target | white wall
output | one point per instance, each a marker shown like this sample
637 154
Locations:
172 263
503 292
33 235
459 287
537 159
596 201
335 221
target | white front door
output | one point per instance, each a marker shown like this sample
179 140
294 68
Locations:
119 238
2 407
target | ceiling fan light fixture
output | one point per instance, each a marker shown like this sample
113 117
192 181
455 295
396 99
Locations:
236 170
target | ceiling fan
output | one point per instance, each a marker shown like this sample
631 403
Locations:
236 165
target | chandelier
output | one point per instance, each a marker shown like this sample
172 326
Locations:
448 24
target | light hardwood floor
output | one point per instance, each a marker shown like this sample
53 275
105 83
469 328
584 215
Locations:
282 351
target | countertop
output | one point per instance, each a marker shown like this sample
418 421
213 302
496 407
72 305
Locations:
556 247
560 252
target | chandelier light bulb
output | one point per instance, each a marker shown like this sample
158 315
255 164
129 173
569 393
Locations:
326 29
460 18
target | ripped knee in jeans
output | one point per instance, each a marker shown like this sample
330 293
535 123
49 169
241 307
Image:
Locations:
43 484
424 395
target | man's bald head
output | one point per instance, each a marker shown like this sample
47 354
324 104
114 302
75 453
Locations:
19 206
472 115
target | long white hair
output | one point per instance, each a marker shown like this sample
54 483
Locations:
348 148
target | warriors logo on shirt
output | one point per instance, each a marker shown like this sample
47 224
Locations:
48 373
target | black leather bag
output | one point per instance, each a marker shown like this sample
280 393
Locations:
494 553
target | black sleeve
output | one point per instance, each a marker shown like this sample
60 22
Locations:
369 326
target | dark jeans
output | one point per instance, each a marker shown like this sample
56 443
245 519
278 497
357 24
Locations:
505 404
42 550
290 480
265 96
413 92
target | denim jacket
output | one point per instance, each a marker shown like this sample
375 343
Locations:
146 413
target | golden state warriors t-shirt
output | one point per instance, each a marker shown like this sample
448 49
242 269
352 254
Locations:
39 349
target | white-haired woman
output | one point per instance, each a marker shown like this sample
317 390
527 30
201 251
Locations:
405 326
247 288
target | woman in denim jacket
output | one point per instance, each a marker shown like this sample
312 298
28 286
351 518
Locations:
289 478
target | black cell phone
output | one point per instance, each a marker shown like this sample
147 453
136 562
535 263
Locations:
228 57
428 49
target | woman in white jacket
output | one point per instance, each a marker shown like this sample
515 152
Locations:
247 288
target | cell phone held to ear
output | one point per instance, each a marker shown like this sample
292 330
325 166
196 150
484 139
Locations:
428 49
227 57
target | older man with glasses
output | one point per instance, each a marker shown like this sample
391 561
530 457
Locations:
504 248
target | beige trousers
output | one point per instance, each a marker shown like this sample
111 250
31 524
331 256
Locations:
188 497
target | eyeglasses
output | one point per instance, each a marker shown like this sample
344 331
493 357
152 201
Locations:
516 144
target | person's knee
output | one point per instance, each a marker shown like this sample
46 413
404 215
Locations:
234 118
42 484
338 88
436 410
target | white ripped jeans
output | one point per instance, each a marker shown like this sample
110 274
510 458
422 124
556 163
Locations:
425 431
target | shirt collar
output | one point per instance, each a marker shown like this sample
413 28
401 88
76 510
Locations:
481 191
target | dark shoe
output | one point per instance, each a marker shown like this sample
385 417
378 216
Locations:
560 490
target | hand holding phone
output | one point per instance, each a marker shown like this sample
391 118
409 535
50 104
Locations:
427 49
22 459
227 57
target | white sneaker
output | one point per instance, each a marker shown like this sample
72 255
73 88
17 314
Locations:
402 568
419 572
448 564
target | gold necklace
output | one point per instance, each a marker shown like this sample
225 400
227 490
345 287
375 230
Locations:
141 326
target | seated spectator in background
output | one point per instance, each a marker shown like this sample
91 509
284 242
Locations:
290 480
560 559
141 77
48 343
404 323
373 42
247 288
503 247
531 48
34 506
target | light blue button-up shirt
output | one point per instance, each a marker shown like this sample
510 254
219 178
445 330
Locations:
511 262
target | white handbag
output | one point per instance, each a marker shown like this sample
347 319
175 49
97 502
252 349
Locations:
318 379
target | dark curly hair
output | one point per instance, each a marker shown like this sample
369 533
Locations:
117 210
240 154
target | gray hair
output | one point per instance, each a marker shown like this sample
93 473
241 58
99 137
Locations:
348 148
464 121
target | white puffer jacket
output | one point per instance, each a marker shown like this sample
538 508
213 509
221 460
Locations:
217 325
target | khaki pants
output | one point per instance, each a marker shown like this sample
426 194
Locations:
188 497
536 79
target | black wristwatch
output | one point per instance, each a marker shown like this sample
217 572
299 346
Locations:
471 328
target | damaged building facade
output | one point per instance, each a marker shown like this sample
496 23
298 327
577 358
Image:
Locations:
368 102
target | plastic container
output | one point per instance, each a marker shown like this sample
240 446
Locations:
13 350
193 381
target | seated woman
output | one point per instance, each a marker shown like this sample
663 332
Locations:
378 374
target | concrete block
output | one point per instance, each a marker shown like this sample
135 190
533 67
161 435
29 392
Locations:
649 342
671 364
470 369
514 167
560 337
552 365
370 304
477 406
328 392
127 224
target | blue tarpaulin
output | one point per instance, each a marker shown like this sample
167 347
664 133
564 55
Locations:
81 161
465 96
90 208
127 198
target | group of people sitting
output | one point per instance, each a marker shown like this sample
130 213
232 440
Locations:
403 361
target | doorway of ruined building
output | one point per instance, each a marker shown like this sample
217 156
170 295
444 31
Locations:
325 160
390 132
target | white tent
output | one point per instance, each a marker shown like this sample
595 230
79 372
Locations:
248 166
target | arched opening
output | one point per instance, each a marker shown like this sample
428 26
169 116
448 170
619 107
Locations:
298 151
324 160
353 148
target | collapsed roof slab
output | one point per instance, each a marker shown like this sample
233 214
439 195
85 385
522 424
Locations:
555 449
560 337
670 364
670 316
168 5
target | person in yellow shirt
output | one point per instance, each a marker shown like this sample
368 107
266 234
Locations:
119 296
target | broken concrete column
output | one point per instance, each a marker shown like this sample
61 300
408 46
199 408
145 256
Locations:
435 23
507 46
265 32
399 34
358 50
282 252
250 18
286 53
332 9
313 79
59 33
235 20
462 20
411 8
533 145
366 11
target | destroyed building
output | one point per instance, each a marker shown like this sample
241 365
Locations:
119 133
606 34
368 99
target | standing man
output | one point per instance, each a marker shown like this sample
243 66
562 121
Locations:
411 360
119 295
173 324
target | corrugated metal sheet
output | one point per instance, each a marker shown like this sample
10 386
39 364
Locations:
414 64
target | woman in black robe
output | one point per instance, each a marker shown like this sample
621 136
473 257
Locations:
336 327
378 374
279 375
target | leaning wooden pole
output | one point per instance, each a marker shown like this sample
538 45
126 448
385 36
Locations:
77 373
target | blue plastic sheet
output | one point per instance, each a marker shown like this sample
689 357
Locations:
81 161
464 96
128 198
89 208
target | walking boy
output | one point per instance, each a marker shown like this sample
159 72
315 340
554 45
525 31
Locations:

= = = = =

Problem -> Give the data again, exactly as it stands.

Solved problem ->
target | white wall
output | one point per instance, each a marker shown like this sample
637 154
Locations:
172 263
503 292
33 235
459 287
537 159
596 201
335 221
target | white front door
output | one point per instance, each a marker shown like this sample
179 140
294 68
Locations:
119 238
2 407
target | ceiling fan light fixture
output | one point per instance, each a marker shown like this sample
113 117
192 181
455 295
396 99
Locations:
236 170
target | ceiling fan
output | one point per instance, each a marker shown like this sample
631 403
Locations:
236 165
target | chandelier
output | one point per instance, each a marker shown like this sample
172 326
Locations:
448 24
target | light hardwood floor
output | one point per instance, each a marker shown like this sample
53 275
105 83
469 328
584 215
Locations:
282 351
target | countertop
output | one point per instance, each a marker shown like this sample
418 421
213 302
496 407
72 305
Locations:
556 247
560 252
target | chandelier light bulb
output | one point per instance, each a marker shown like this sample
158 315
255 164
129 173
569 393
Locations:
326 29
460 18
target | ripped knee in jeans
output | one point per instance, each a marker shown like this sample
330 293
535 123
49 169
241 307
Image:
Locations:
43 484
424 395
target | man's bald head
output | one point per instance, each a marker shown like this sample
47 354
324 104
114 302
75 453
Locations:
19 206
472 115
target | long white hair
output | one point per instance, each a marker shown like this sample
54 483
Locations:
348 148
target | warriors logo on shirt
output | one point per instance, each a marker shown like this sample
47 224
Locations:
48 373
target | black leather bag
output | one point per instance, each a marker shown like this sample
280 393
Locations:
494 553
target | black sleeve
output | one point per instance, each a marker shown like this sample
60 22
Locations:
369 326
target | dark jeans
output | one point per instance, each a marker shown like this sample
56 443
245 519
278 497
357 24
Locations:
505 404
42 550
290 480
265 96
413 92
target | denim jacket
output | one point per instance, each a marker shown like this sample
375 343
Locations:
146 413
target | golden state warriors t-shirt
output | one point per instance, each a marker shown like this sample
448 49
242 269
352 254
Locations:
39 349
target | white-haired woman
output | one point per instance, each a marker shown like this sample
317 390
527 30
201 251
Locations:
405 326
247 288
target | woman in denim jacket
output | one point per instance, each a marker shown like this sample
312 298
28 286
351 518
Locations:
289 478
target | black cell phone
output | one point per instance, each a marker shown like this sample
147 453
136 562
535 263
Locations:
228 57
428 49
target | woman in white jacket
output | one point per instance, each a marker shown like this sample
515 152
Locations:
247 288
target | cell phone held to ear
output | one point per instance, each a marker shown like this sample
292 330
325 166
196 150
484 139
Locations:
428 49
227 57
target | older man with glasses
output | one point per instance, each a marker shown like this sample
391 561
530 457
Locations:
504 248
target | beige trousers
output | one point per instance, each a marker shown like this sample
111 250
31 524
331 256
Locations:
188 497
target | eyeglasses
output | one point per instance, each a marker shown like this sample
344 331
493 357
152 201
Locations:
516 144
target | person's knee
output | one point per instance, each a marker shown like this sample
46 413
404 215
Locations:
234 118
42 484
338 88
436 410
target | white ripped jeans
output | one point per instance, each a marker shown like this sample
110 274
510 458
422 124
556 163
Locations:
425 431
target | shirt collar
output | one point per instance, each a marker shown like this sample
413 28
401 88
76 510
Locations:
481 191
target | dark shoe
output | one point per instance, each a marker shown like this sample
385 417
378 216
Locations:
560 490
target | hand holding phone
output | one point per instance, each a marker shown like this sample
391 118
409 535
50 104
Locations:
427 49
22 459
227 57
target | white sneaker
output | one point per instance, each a marker shown like this sample
72 255
73 88
17 314
Locations:
402 568
419 572
448 564
target | gold necklace
output | one point per instance, each a marker shown like this sample
225 400
227 490
345 287
375 230
Locations:
141 326
target | seated spectator in background
output | one point per instance, each a marker shown like this sample
91 509
284 242
Locations:
290 480
560 559
141 77
48 343
404 323
373 42
247 288
503 247
531 48
34 506
target | light blue button-up shirt
output | one point per instance, each a marker shown like this sample
510 254
219 178
445 330
Locations:
511 262
target | white handbag
output | one point per instance, each a marker shown like this sample
347 319
175 49
97 502
252 349
Locations:
318 379
target | dark curly hair
output | one point per instance, each a marker shown like this sample
369 533
Locations:
117 210
240 154
target | gray hair
output | one point per instance, each a marker shown like this sample
93 473
241 58
99 137
Locations:
348 148
464 121
target | white puffer jacket
output | one point per instance, each a marker shown like this sample
538 508
213 509
221 460
Locations:
217 325
target | khaki pants
output | one point per instance, each a marker shown like this sample
426 194
Locations:
188 497
536 79
target | black wristwatch
output | one point per instance, each a marker shown like this sample
217 572
299 346
Locations:
471 328
target | damaged building facade
output | one point per instance, each a marker shown like this sample
496 23
298 327
577 358
Image:
Locations:
368 102
target | plastic container
output | one point per instance, each a marker shown like this sample
240 446
Locations:
13 350
193 381
target | seated woman
output | one point per instance, each a marker shown like this sample
663 332
Locations:
378 374
target | concrete block
output | one point per instance, each a marker shown like this sample
135 190
533 67
161 435
29 392
Locations:
649 342
671 364
470 369
514 167
560 337
552 365
370 304
477 406
328 392
127 224
target | blue tarpaulin
output | one point per instance, each a marker shown like this sample
167 347
664 133
564 55
Locations:
81 161
465 96
90 208
127 198
target | group of people sitting
output | one point per instance, each a marker shown like this sample
130 213
232 440
Locations:
403 361
target | doorway of ruined building
output | one point per instance, each a marker shown like this sample
217 156
170 295
444 31
Locations:
325 160
390 132
target | white tent
output | one point per instance, each a marker shown like this sample
595 230
79 372
Locations:
248 166
target | arched opening
output | one point per instance, each a marker shown like this sample
428 26
169 116
448 170
619 107
Locations:
298 151
324 160
353 148
target | collapsed roof slab
output | one point per instance, each a marker shown like this sample
233 214
439 195
85 385
522 424
Locations:
555 449
560 337
670 364
670 316
168 5
target | person in yellow shirt
output | one point per instance, each a marker shown like this sample
368 107
266 234
Locations:
119 296
target | broken concrete column
output | one point per instance, each a marker shown like this sample
61 300
408 46
199 408
145 256
Locations:
435 23
507 46
265 32
399 34
358 50
282 252
250 18
286 53
332 9
313 79
59 33
235 20
462 20
411 8
533 145
366 11
target | destroyed building
output | one point per instance, each a marker shown like this sample
241 365
Locations:
119 133
606 34
368 99
target | standing man
output | one point per instance, each a marker shown like this sample
243 66
562 121
Locations:
411 360
119 295
173 324
target | corrugated metal sheet
output | one point per instance, each a marker shown like this sample
10 386
39 364
Locations:
414 64
target | woman in black robe
output | one point per instance, each a marker shown like this sample
621 136
473 257
Locations:
336 327
378 374
279 375
target | leaning wooden pole
output | one point per instance, each a marker shown like this sample
538 45
126 448
385 36
Locations:
77 373
target | blue plastic sheet
output | one point per instance, each a marker shown like this sample
689 357
Locations:
81 161
464 96
128 198
89 208
target | walking boy
output | one point per instance, each a marker shown like this sample
159 72
315 340
554 45
525 31
Locations:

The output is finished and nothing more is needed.